**Problème posé A:**
Décale de 69 chaque coordonnée des réponses dans la partie des entrées qui s'ouvre sur la ligne contenant « Indicate every instance of the muddy water » et se termine à la fin des entrées, cette première ligne comprise. Recopie intégralement toutes les lignes de cette partie sans modifier aucun autre nombre.

**Extrait à lire:**
....

Rappelons d’abord que l’enseignement immersif consiste à dispenser en langues régionales la plupart des cours, qu’il s’agisse de l’histoire, des sciences naturelles ou des mathématiques. À la maternelle et au CP, la langue régionale est même utilisée de manière exclusive car c’est l’âge auquel les enfants apprennent le plus facilement. Le français, lui, est intégré progressivement, à raison de trois heures en CE1, quatre heures en CE2, cinq heures en CM1 et six heures en CM2, par exemple, pour les calendretas (écoles immersives en occitan). Pourquoi ce choix ? Pour une raison évidente : en métropole, les enfants évoluent désormais dans une société totalement francophone. En famille, à la télévision, sur Internet, au foot ou au conservatoire, la majorité d’entre eux vit en français. Dès lors, seul un « bain linguistique » tel qu’il est pratiqué par l’enseignement immersif leur permet d’acquérir une certaine aisance dans la langue régionale. En sachant que ces vingt-quatre heures hebdomadaires restent largement inférieures à la totalité de vie éveillée d’un enfant (environ cent heures par semaine).

....

**Données fournies:**
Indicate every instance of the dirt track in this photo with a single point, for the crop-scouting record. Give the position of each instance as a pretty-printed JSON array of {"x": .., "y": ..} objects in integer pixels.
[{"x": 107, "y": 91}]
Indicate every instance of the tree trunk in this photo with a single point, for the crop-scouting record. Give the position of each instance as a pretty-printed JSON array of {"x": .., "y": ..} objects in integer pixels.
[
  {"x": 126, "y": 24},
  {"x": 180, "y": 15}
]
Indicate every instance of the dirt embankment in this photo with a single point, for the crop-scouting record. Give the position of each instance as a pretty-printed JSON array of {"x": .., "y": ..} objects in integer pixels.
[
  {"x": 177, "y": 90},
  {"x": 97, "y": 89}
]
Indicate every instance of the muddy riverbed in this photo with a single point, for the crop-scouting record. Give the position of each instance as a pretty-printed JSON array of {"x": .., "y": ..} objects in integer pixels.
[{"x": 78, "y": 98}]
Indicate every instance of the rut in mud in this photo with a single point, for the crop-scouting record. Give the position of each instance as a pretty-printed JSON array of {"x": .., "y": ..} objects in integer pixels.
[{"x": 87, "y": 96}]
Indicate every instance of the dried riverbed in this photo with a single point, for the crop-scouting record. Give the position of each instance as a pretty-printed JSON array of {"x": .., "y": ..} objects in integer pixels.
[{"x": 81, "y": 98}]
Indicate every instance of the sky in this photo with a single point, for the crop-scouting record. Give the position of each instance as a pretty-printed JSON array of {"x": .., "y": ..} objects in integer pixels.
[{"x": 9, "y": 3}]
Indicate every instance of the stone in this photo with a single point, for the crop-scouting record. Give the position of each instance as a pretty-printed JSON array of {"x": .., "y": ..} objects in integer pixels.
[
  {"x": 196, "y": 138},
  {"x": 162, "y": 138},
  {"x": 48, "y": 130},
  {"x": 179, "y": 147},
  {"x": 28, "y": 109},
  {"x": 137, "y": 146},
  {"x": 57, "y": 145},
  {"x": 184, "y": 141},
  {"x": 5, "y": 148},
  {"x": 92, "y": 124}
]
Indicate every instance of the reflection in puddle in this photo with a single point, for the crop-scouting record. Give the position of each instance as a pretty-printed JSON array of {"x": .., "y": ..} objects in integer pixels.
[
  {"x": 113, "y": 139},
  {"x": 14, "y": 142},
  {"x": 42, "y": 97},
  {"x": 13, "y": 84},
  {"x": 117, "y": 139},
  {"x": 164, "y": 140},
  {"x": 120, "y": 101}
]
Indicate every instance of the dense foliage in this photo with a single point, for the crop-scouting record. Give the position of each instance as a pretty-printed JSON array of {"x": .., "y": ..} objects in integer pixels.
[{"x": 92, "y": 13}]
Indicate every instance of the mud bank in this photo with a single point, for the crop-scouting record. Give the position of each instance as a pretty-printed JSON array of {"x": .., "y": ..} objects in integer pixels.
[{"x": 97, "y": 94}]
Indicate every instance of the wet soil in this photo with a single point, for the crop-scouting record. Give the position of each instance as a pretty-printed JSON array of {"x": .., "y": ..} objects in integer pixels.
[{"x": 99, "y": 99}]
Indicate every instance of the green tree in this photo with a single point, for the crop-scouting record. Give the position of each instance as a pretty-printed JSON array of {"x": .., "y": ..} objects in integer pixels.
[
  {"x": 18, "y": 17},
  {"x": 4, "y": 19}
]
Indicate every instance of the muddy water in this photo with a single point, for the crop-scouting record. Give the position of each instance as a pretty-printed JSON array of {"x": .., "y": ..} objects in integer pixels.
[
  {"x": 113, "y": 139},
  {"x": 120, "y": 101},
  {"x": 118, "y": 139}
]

....

**Problème posé B:**
Restitue intégralement le texte sur l'enseignement immersif en langues régionales.

**Résultat final A:**
Indicate every instance of the muddy water in this photo with a single point, for the crop-scouting record. Give the position of each instance as a pretty-printed JSON array of {"x": .., "y": ..} objects in integer pixels.
[
  {"x": 182, "y": 208},
  {"x": 189, "y": 170},
  {"x": 187, "y": 208}
]

**Résultat final B:**
Rappelons d’abord que l’enseignement immersif consiste à dispenser en langues régionales la plupart des cours, qu’il s’agisse de l’histoire, des sciences naturelles ou des mathématiques. À la maternelle et au CP, la langue régionale est même utilisée de manière exclusive car c’est l’âge auquel les enfants apprennent le plus facilement. Le français, lui, est intégré progressivement, à raison de trois heures en CE1, quatre heures en CE2, cinq heures en CM1 et six heures en CM2, par exemple, pour les calendretas (écoles immersives en occitan). Pourquoi ce choix ? Pour une raison évidente : en métropole, les enfants évoluent désormais dans une société totalement francophone. En famille, à la télévision, sur Internet, au foot ou au conservatoire, la majorité d’entre eux vit en français. Dès lors, seul un « bain linguistique » tel qu’il est pratiqué par l’enseignement immersif leur permet d’acquérir une certaine aisance dans la langue régionale. En sachant que ces vingt-quatre heures hebdomadaires restent largement inférieures à la totalité de vie éveillée d’un enfant (environ cent heures par semaine).